Saved data entries:
******
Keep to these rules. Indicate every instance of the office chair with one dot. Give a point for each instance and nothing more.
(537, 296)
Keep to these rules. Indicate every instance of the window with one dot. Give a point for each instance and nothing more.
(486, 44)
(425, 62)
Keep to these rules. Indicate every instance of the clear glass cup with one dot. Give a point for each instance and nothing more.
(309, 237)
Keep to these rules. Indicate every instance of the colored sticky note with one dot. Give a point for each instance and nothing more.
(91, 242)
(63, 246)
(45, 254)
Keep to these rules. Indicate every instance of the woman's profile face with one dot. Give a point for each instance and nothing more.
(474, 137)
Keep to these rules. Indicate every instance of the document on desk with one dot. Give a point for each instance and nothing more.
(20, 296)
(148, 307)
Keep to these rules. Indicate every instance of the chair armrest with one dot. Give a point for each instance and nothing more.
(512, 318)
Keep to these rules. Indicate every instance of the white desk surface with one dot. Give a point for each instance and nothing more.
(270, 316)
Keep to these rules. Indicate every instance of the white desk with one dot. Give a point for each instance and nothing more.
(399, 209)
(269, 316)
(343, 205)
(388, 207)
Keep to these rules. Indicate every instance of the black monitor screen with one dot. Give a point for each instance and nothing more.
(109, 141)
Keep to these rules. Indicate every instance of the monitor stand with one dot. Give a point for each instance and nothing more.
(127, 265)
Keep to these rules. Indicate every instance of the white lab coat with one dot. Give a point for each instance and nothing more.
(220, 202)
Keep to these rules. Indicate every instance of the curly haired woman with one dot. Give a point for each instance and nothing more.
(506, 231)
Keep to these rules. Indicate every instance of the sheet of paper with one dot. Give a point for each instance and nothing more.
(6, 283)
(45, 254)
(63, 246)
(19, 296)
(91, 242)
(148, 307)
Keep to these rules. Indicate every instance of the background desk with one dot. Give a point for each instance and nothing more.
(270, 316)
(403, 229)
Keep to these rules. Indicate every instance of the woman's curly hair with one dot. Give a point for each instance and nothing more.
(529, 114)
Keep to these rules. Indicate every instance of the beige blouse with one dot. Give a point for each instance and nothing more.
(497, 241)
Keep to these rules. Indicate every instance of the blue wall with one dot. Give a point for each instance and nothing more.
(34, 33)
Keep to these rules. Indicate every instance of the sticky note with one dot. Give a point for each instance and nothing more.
******
TASK DETAILS: Please output all the entries above as a numbered list, leaving out any blank lines.

OUTPUT:
1. Keep to these rules. Indicate every instance of the office chair with one dot. Give a point for each instance and nothing more.
2. (537, 296)
3. Keep to these rules. Indicate every instance of the window with one dot. Give a point for each instance and nothing more.
4. (486, 44)
5. (425, 62)
6. Keep to these rules. Indicate every instance of the clear glass cup with one dot. Give a point for each instance and nothing more.
7. (309, 237)
8. Keep to these rules. Indicate every instance of the colored sticky note with one dot. Give a point for each instance and nothing more.
9. (91, 242)
10. (63, 246)
11. (45, 254)
12. Keep to these rules. Indicate every instance of the woman's profile face with one dot. Give a point for each instance and nothing more.
13. (474, 137)
14. Keep to these rules. Indicate every instance of the document on desk with one dot. Give a point for each instance and nothing more.
15. (20, 296)
16. (148, 307)
17. Keep to these rules. Indicate every instance of the chair armrest with one dot. Give a point for each instance and nothing more.
18. (512, 318)
19. Keep to these rules. Indicate every instance of the white desk surface with one dot. Give a point for each instance and nothing more.
20. (270, 316)
21. Keep to these rules. Indicate every instance of the white desk with one dot. Give a point for each instance and nothing more.
22. (399, 209)
23. (269, 316)
24. (343, 205)
25. (388, 207)
26. Keep to these rules. Indicate every instance of the black monitor screen with one dot. Give a point for each instance and nothing more.
27. (109, 141)
28. Keep to these rules. Indicate every instance of the monitor stand with one dot. Give a point for each instance and nothing more.
29. (127, 265)
30. Keep to these rules. Indicate every instance of the white lab coat with one dot. Give a point for each instance and nothing more.
31. (220, 202)
32. Keep to these rules. Indicate every instance of the curly haired woman with one dot. Give a point for each instance and nothing more.
33. (506, 231)
34. Keep to these rules. Indicate every instance of the sheet of paper with one dot. Give a point for each instance and nothing more.
35. (6, 283)
36. (45, 254)
37. (63, 246)
38. (19, 296)
39. (91, 242)
40. (148, 307)
41. Keep to these rules. Indicate every instance of the background desk with one dot. Give a point for each instance and nothing more.
42. (270, 316)
43. (403, 229)
44. Keep to these rules. Indicate every instance of the woman's curly hair with one dot. Give a point for each instance and nothing more.
45. (529, 114)
46. Keep to these rules. Indicate every instance of the beige blouse with one dot. Give a point for each instance and nothing more.
47. (497, 241)
48. Keep to these rules. Indicate every instance of the blue wall with one dot. Give a point for each instance and nothing more.
49. (34, 33)
50. Keep to these rules. Indicate every instance of the sticky note with one dot. Give a point for each instance and nothing more.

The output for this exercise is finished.